- [Exercise goal]:
Answer these questions from the article below on truck service networks:
(a) What certifications do technicians at Pilot Flying J Truck Care centers hold?
(b) What is Anita M. Byrne's title, and at which company?
(c) Which network does the article say a fleet with mostly newer vehicles will want to use, and why?

- [Source passage]:
Photo courtesy of Pilot Flying J
Technicians at Pilot Flying J Truck Care centers are ASE and TIA certified.

Extensive service networks to improve vehicle uptime

Aug. 17, 2020
A fleet relies on OE and third-party service providers for the maintenance and repair of its trucks to keep them on the road, so choosing the right network is crucial.

Uptime is critical in the trucking industry, meaning fleets need to ensure their trucks are on the road as much as possible. For those running long haul routes across the country, it is important to work with a service provider that offers locations wherever their trucks may be, or at least along their most commonly traveled routes.

The ability to schedule preventive maintenance virtually anywhere – and the fact that a truck is never far from a repair facility in case of a breakdown – helps mitigate unnecessary downtime and provides fleets with peace of mind.

“With long haul fleets, downtime becomes very expensive very quickly,” says Anita M. Byrne, director of business development for HDA Truck Pride, an independent provider of parts and service to the commercial vehicle aftermarket. “Missed delivery windows, loss of load [such as] frozen foods and perishables, missed return loads ... It is imperative to have consistent, reliable service available 24/7/365 anywhere the fleet operates.”

When it comes to choosing what service network (or networks) to partner with, fleets should weigh their options carefully. If the fleet runs a certain route on a regular basis, it will behoove them to work with a service network offering multiple locations along that route. On the other hand, if a fleet’s routes vary and their trucks are likely to be in any corner of the country at a given time, a service network with the most widespread locations would be more appropriate.

Other considerations, such as OE warranty coverage, also come into play. A fleet with mostly newer vehicles will want to utilize the OE dealer network rather than an independent, third-party network in order to take advantage of warranty coverage.

OE networks

In addition to offering warranty coverage, OE networks also provide technicians who are specifically trained to service the makes and models sold by that brand. This can mean faster and higher quality service and repairs.

“Trucks are more complex than ever with a number of systems that are interdependent from one another,” says Admir Kreso, general manager of dealer service for commercial vehicle manufacturer Daimler Trucks North America (DTNA). “Our shops have all of the background and history of our products that they service along with the expert, trained technicians to ensure that the vehicle is fixed right the first time.”

OE dealer networks also typically have greater access to OE resources for troubleshooting as well as parts and components through the manufacturer and the dealer network, Kreso confirms.

One advantage to using OE parts and components even after the vehicle itself is outside of warranty is that many parts are covered by their own warranty after a repair

“Repairs are backed by the network, so should a part fail after being installed at one of these locations, another dealer in the network can handle the warranty that comes with that part,” says John Crichton, field service director for Navistar, the manufacturer of International brand trucks and diesel engines.

This provides a major advantage to fleets looking to cut down on unnecessary costs.

Independent networks

Fleets that use vehicles from a variety of manufacturers, or those with many vehicles outside of warranty, may consider working with an independent third-party network. While OE networks specialize in their own brand of vehicles, independent networks may be more well-versed in servicing a variety of makes and models.

- [Stored data]:
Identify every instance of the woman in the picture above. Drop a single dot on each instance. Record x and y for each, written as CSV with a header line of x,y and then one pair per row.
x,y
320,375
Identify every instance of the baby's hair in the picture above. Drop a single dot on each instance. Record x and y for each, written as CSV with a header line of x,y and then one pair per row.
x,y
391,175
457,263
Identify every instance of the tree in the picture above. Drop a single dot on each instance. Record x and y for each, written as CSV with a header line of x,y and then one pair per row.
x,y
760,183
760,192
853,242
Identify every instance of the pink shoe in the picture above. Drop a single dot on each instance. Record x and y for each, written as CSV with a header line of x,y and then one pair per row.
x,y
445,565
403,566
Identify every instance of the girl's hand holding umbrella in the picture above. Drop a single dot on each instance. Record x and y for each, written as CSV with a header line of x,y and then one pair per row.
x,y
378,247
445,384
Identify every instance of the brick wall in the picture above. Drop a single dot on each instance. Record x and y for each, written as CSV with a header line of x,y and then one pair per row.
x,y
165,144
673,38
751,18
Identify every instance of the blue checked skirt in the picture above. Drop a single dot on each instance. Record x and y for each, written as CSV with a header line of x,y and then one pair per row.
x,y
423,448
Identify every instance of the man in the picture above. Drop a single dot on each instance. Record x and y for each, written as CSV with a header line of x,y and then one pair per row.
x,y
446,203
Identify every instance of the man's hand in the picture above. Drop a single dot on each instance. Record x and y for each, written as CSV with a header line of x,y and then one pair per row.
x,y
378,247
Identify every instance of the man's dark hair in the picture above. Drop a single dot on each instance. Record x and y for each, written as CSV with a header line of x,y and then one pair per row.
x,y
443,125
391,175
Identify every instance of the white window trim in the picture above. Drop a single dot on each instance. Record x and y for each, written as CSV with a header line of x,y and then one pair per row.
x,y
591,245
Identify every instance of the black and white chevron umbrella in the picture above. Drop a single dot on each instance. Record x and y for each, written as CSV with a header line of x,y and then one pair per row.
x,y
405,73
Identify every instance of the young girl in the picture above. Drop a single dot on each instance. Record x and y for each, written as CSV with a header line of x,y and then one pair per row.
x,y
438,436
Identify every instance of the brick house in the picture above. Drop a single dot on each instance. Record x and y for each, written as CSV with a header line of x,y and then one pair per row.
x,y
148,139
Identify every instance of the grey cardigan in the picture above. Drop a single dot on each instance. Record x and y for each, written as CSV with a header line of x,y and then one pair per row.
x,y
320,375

- [Result below]:
(a) ASE and TIA certifications.
(b) She is director of business development for HDA Truck Pride.
(c) The OE dealer network, to take advantage of warranty coverage.